» **Text section**:
►
About reduction About reduction performance VS occupancy

I have a huge problem I’m coding an iterative algorithm that need to check at each iteration if all threads have converged
For this purpose I have use several methods and profile performances of my overall algorithm with each method
1)To begin I used a naive approach : one CUDA global memory convergence flag of 1*sizeof(char) that every threads of my kernel write concurrently if they’ve not converge at one iteration. Performances were quite good but not enough occupancy …
2)I read about powerfull reduction algorithms in the CUDA SDK (see http://developer.download.nvidia.com/compu…c/reduction.pdf ), so i tried these using a per thread convergence flag…Good occupancy(depending on blocksize) but less performances than the first method for low number of elmts (<65536 with my bench if i remember)…:(
3)I started asking me questions about my blocksize and discover thrust that seems(i just overview the code) to perform hardware adaptation of the reduction algorithm with respect to GPU specific max nb threads_per SM and max blocks per SM properties. But with the thrust::reduce method , time of computation is double as with the method 2) but occupancy is 1
It drove me completely mad…:argh:

Have you an idea about what happen?
◄
» **Material shown**:
►
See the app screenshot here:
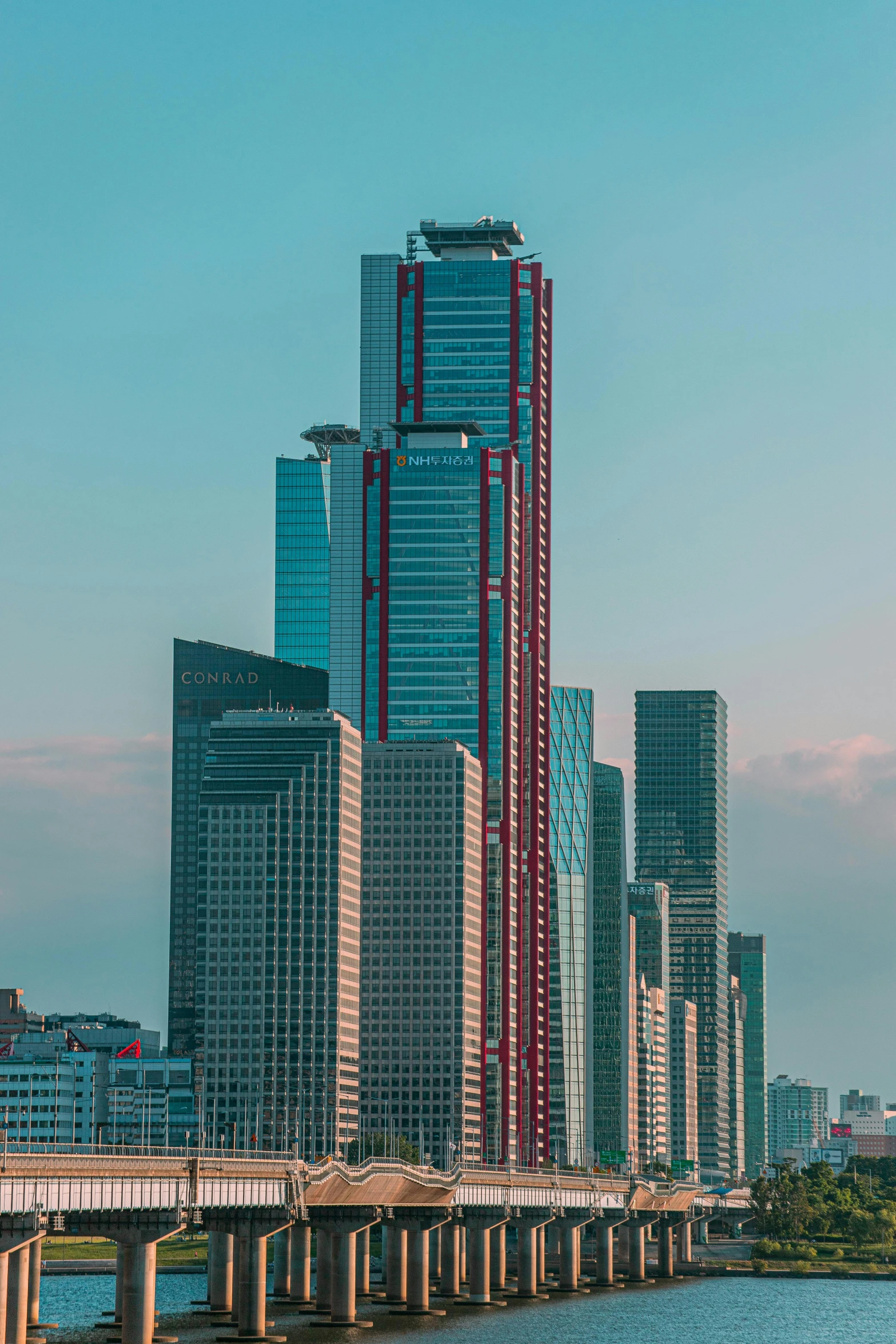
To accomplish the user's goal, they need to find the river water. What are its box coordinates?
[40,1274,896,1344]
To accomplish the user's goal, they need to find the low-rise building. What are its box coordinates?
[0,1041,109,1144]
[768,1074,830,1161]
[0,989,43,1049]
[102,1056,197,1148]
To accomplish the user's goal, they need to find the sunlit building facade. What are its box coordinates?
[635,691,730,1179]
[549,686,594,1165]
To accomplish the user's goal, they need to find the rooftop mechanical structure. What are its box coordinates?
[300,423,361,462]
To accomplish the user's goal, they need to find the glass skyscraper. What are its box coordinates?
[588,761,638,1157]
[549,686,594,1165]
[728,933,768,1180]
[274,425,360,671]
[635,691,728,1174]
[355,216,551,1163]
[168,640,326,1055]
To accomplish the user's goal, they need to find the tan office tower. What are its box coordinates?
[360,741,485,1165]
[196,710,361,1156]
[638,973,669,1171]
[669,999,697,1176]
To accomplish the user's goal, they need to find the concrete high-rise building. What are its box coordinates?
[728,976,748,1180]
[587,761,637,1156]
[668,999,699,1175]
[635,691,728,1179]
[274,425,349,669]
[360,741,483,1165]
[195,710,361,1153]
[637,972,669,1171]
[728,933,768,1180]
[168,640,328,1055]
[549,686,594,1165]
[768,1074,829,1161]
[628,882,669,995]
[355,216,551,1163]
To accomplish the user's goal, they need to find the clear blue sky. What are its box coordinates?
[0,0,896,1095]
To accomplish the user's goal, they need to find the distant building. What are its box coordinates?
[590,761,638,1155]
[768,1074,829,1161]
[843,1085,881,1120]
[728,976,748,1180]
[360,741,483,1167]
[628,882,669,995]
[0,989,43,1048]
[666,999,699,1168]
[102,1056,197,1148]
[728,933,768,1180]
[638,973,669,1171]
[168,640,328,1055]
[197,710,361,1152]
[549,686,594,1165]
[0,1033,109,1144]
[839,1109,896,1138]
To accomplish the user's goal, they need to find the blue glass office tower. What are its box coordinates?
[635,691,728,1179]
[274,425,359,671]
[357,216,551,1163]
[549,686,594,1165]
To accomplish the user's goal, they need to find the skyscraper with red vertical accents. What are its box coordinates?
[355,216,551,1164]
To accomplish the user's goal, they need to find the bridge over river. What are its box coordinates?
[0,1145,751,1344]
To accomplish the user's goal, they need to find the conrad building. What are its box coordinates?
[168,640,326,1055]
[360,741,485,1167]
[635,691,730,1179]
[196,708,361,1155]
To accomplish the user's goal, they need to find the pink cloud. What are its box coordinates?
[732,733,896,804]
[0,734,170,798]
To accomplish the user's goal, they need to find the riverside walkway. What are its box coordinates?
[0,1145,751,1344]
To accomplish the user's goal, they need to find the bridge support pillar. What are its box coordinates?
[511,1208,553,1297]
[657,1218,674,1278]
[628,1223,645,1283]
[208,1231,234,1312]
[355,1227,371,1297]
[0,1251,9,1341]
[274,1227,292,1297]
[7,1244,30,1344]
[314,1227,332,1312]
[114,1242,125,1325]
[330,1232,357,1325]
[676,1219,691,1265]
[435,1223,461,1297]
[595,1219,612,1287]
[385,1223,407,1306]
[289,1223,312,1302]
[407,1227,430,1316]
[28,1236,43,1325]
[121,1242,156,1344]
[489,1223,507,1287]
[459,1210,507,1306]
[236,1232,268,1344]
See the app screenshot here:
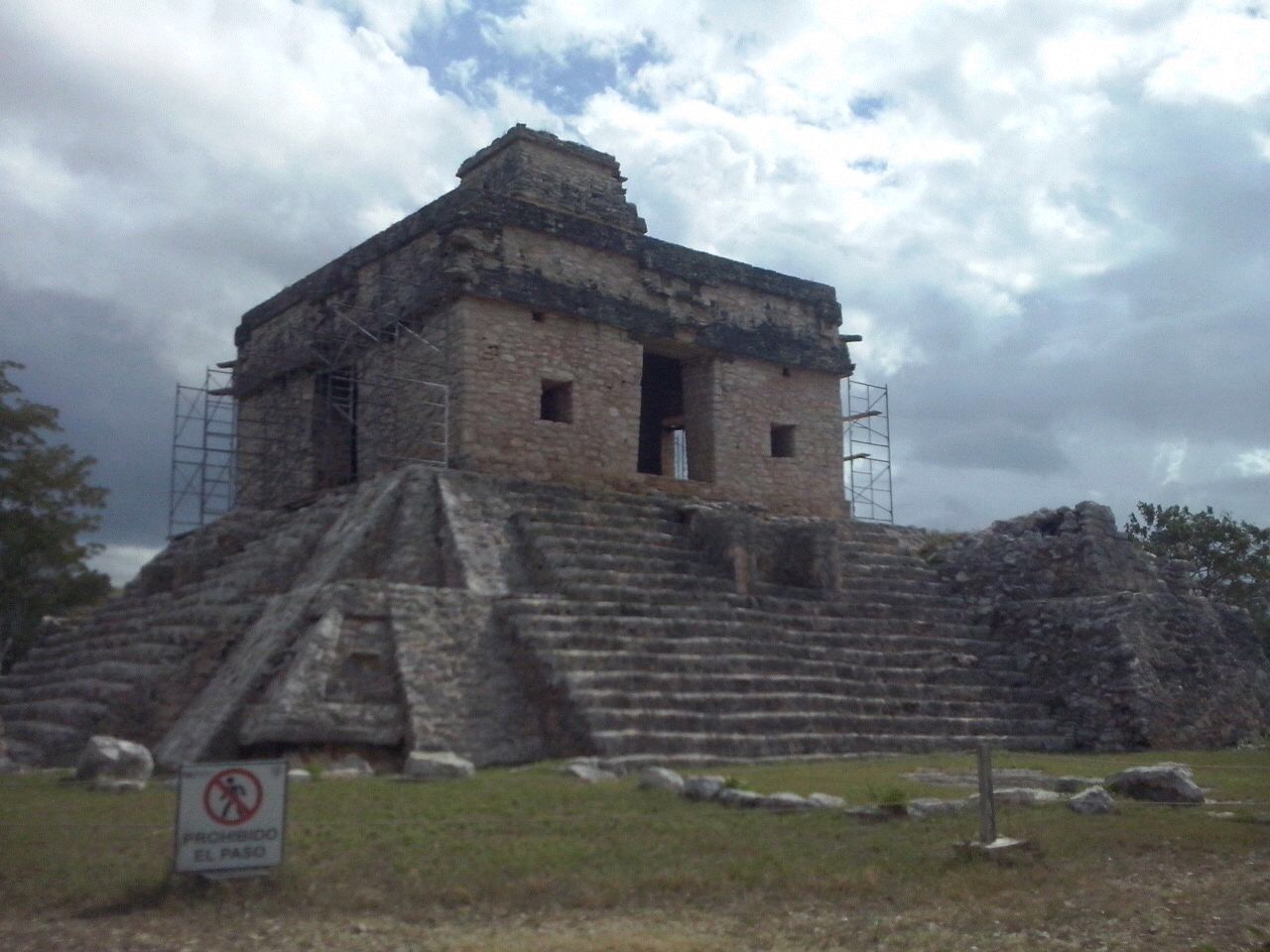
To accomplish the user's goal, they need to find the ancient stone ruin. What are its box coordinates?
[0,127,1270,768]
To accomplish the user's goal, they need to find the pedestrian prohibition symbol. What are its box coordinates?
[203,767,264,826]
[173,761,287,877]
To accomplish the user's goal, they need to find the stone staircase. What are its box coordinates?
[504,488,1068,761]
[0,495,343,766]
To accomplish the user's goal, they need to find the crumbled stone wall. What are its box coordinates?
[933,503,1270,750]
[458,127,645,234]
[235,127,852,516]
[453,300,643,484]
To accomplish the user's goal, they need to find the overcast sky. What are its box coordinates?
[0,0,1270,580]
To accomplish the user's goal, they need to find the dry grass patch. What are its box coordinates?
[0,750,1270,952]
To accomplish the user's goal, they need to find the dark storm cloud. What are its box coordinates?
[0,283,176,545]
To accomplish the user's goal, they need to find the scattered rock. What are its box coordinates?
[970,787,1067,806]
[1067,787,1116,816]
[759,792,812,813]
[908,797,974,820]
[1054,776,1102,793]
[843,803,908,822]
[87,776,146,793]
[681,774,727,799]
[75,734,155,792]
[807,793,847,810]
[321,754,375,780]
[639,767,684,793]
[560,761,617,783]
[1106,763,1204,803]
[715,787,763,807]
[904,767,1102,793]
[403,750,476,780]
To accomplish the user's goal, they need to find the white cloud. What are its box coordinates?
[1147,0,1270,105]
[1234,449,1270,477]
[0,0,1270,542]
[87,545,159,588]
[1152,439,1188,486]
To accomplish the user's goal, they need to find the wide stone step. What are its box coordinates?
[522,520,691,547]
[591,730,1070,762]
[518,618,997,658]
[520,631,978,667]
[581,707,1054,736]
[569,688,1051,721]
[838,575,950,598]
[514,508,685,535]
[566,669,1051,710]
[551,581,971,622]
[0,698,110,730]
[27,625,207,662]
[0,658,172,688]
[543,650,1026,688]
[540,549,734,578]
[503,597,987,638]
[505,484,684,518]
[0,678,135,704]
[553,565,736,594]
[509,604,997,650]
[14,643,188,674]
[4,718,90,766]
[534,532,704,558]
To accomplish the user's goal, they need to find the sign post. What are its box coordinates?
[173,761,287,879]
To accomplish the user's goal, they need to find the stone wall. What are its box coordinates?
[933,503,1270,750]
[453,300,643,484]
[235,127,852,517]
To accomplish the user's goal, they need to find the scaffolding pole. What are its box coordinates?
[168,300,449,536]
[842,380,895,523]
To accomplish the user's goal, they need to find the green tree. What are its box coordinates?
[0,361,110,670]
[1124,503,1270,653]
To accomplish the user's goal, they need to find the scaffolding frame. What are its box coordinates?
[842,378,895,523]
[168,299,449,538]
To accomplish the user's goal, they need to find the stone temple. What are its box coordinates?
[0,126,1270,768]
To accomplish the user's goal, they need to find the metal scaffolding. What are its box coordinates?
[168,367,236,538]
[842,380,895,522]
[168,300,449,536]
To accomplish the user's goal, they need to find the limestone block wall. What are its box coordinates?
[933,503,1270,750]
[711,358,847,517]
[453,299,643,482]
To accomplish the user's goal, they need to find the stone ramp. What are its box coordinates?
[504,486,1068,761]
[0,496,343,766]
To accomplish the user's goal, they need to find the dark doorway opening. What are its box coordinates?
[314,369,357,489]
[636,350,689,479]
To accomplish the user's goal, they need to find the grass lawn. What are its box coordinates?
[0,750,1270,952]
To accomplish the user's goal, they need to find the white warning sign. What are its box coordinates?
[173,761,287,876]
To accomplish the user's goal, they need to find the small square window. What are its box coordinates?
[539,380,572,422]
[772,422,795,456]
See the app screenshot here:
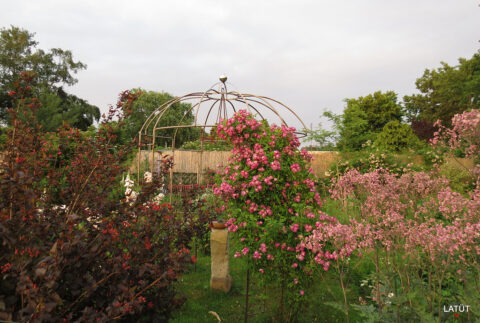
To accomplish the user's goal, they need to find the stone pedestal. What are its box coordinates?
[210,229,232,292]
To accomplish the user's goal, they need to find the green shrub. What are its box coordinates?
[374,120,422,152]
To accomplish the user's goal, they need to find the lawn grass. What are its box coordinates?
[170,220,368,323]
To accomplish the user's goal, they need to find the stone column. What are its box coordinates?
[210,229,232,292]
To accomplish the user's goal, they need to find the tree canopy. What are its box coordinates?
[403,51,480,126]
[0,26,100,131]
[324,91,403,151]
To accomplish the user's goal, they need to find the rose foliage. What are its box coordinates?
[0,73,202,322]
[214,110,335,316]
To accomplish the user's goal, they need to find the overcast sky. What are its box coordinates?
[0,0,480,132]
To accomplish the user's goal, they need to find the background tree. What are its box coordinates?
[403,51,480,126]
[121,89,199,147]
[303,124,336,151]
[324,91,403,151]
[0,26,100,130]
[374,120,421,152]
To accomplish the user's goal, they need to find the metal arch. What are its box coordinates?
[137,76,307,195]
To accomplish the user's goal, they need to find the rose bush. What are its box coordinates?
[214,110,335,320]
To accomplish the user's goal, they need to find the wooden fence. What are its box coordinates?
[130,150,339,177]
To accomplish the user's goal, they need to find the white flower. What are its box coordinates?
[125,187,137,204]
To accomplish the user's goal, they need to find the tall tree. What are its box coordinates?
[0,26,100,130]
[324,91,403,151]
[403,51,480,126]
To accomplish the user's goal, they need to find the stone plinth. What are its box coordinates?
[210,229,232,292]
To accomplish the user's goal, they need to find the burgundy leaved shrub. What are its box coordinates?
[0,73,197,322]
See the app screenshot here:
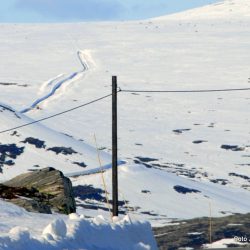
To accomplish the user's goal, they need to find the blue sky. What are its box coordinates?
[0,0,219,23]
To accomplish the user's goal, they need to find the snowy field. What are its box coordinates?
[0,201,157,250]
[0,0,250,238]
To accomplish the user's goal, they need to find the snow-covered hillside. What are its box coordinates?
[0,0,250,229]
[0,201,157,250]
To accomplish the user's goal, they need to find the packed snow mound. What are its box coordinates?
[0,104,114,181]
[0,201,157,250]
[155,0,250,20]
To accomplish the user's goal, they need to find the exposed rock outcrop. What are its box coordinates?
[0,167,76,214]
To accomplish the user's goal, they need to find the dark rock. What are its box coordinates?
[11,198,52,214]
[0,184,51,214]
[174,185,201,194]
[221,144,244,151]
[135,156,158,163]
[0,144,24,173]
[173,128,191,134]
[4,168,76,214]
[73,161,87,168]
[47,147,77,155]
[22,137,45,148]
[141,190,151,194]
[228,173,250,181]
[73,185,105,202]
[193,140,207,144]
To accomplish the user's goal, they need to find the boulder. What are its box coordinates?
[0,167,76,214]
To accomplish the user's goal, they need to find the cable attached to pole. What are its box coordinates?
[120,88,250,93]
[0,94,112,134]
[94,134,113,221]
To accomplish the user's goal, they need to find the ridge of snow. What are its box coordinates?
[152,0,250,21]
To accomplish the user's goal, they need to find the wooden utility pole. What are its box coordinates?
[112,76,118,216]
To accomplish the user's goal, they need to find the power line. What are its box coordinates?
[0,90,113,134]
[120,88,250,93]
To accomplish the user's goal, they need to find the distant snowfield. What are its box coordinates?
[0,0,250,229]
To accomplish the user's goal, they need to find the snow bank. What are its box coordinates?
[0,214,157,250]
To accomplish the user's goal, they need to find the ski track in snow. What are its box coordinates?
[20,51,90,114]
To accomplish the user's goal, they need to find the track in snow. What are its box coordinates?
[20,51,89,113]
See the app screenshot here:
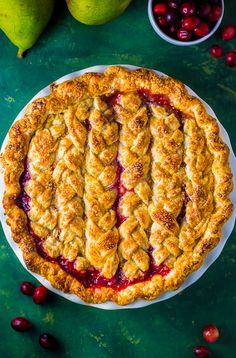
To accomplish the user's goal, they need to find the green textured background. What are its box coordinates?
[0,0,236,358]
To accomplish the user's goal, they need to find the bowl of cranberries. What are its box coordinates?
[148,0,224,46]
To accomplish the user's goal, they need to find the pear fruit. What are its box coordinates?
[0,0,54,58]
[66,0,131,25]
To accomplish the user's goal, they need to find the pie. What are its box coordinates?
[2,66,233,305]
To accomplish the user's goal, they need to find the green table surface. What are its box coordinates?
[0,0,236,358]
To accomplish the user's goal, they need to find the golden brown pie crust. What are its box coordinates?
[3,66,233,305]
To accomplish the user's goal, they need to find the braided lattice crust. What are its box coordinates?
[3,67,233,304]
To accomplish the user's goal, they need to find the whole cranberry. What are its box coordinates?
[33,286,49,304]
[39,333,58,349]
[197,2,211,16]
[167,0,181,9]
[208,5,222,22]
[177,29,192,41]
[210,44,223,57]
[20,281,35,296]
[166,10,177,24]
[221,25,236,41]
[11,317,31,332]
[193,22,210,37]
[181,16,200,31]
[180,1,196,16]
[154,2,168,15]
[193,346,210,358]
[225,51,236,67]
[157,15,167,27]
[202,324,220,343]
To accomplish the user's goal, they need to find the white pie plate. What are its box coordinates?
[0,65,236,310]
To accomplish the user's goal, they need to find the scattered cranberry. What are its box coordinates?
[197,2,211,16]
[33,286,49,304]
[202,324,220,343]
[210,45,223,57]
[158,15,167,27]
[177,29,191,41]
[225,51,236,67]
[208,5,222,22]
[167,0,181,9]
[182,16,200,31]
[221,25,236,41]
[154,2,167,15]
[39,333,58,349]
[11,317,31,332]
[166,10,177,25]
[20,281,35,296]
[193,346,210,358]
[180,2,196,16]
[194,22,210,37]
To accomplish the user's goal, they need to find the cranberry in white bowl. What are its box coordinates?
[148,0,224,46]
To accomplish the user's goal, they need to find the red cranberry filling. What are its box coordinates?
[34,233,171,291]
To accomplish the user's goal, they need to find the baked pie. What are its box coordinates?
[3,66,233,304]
◄
» **Short problem A**: Can you condense the paragraph of the CUDA reduction post that begins "2)I read about powerfull reduction algorithms" into a short bulleted list that keeps its main facts?
» **Short problem B**: Could you arrange the lines of the records as a JSON list of strings, one string per line with blank lines omitted, beginning at the line that has "To accomplish the user's goal, they need to find the low-rise" and stopping after the line that has "[669,999,697,1176]"?

» **Task solution A**:
- Tried the reduction algorithms from the CUDA SDK (reduction.pdf) with a per-thread convergence flag.
- Occupancy was good, depending on block size.
- Performance was worse than the first method for small numbers of elements (below about 65536 in the author's benchmark).

» **Task solution B**:
[
  "To accomplish the user's goal, they need to find the low-rise building. What are its box coordinates?",
  "[0,1041,109,1144]",
  "[768,1074,830,1161]",
  "[0,989,43,1049]",
  "[102,1056,197,1148]",
  "To accomplish the user's goal, they need to find the sunlit building facade. What are its box coordinates?",
  "[635,691,730,1179]",
  "[549,686,594,1165]",
  "To accomplish the user's goal, they need to find the rooftop mechanical structure. What are its box coordinates?",
  "[300,423,361,462]",
  "To accomplish the user's goal, they need to find the glass skyscraper. What are its box coordinates?",
  "[588,761,638,1157]",
  "[549,686,594,1165]",
  "[728,933,768,1180]",
  "[274,425,360,671]",
  "[635,691,728,1174]",
  "[355,216,551,1163]",
  "[168,640,326,1055]",
  "To accomplish the user's goal, they need to find the tan office tower. What are its box coordinates?",
  "[360,741,485,1165]",
  "[196,710,361,1156]",
  "[638,973,669,1171]",
  "[669,999,697,1176]"
]